===== Provided text =====
SD has a disruptive role, as proven by the fore mentioned studies, and can probably interfere negatively on metabolic functions, so we should look for other causes of interrupted/short sleep than OSAS, like prostate hypertrophy, environmental causes like noise, allergic conditions, a restless partner, child, pet, whenever we are investigating a subject for prevention or cure of a metabolic disorder. If the cause of DS is OSAS we should expect a more severe condition and be more aggressive. And what if a subject is a snorer without OSAS? Snoring has been traditionally treated at home and seldom mentioned at the physician consultation. Home remedies are commonplace, like having a bowl of vinegar on the bedside table, nudging the partner, blowing to induce him/her to change position, sewing a tennis ball in the pajama to force the sleeping person to lie on one side. Doubtless snoring is a marker of disturbed breathing, but there is no proof that this can disrupt the sleep pattern, and less so it can cause metabolic derangements.
We are now ready to accept that OSAS is a cause of some health problems, like diabetes, obesity , hypertension , metabolic syndrome  and serious car crashes  or other accidents due to reduced attention, but does this negative impact on the organism reach up to causing death? There are some proofs that OSAS per se can cause CV disease and death. The Busselton study  of 295 non diabetic subjects reported a Risk Ratio for all cause mortality 6.24 (p=0.002) in subjects with moderate/severe sleep apnea. The Wisconsin Sleep Cohort Study  demonstrated that the adjusted HR for all cause mortality with severe Sleep Disordered Breathing was 3.8 (1.6-9.0). On the basis of these data we hypothesized that OSAS may add a serious burden on the cardiovascular death rate in diabetic patients. We proposed a “three steps route to premature death ”. 1-OSAS precipitates or worsen obesity, Diabetes and hypertension; 2-once diabetes is manifest worsens the HbA1c, and as we demonstrated increases glucose variability; the third step occurs when an OSAS episode in a diabetic with already established vascular damage abruptly reduces the Oxygen supply causing arrhythmias or vascular occlusion in any district. This dramatic event has been demonstrated also for the non diabetic subjects , but due to the precocious and extensive vascular damage may probably occur more frequently in the diabetics.
=====
- _Action item_: Carry on the passage about sleep apnea, diabetes and cardiovascular death from its final sentence, writing one further paragraph.
===== Provided material =====
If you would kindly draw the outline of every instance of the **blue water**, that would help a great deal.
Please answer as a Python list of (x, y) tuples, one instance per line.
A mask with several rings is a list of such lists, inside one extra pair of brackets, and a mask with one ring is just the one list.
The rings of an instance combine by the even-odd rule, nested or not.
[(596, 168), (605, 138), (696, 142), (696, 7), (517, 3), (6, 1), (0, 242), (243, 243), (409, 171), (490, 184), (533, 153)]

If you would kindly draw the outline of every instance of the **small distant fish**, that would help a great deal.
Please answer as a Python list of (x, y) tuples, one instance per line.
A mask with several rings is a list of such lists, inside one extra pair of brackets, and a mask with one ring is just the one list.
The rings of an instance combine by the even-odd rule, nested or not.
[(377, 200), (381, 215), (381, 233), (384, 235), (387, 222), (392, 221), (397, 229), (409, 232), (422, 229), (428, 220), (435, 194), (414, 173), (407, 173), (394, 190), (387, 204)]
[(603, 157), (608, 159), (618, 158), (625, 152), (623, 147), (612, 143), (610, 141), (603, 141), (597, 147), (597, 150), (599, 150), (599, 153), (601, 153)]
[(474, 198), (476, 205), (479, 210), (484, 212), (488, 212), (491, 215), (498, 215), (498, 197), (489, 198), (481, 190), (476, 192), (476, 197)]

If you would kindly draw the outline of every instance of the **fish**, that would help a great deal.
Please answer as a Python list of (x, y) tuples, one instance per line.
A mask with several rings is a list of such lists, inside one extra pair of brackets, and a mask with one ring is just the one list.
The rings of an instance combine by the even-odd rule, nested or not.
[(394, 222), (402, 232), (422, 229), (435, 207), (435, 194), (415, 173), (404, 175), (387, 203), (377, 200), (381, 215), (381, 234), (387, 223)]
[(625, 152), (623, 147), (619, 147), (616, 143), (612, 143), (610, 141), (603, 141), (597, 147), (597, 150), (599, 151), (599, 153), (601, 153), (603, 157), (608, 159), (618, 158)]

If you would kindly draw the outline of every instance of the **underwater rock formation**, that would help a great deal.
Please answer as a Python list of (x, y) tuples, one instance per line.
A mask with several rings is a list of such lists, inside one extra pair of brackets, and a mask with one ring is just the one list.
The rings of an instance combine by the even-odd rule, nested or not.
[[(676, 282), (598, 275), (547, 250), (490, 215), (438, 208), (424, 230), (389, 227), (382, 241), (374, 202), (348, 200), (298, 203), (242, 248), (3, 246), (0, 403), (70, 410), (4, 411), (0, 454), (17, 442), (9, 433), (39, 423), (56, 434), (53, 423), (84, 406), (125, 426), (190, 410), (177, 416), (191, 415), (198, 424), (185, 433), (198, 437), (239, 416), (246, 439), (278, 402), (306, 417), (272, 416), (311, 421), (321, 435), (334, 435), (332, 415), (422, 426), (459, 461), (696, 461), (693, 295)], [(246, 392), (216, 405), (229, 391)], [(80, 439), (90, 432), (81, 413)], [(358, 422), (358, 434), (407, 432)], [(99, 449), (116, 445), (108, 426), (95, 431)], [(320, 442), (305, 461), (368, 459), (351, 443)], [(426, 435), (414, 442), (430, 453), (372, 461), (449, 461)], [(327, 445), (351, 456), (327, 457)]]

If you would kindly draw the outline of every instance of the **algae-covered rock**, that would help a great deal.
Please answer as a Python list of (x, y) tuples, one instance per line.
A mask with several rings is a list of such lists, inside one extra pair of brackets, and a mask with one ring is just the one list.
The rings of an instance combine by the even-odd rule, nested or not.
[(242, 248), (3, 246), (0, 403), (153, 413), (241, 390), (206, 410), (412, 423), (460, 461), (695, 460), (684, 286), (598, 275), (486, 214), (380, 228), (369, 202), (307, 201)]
=====
- _Task answer_:
Although there is now much more attention to the presence of OSAS other aspects of the disturbance are still to be evaluated. Although we have some insight the different effect of OSAS and sleep disturbance are not very clear under different pathophysiological conditions. Furthermore we do not know if the respiratory/sleep disturbance has a threshold of risk, if the episodes occurring during the different phases of sleep have a different health impact, if the duration has a role, if the recovery phase may be even more dangerous , if there is any interaction with other diseases. There is a long way before we can state we know what really is going on through the night.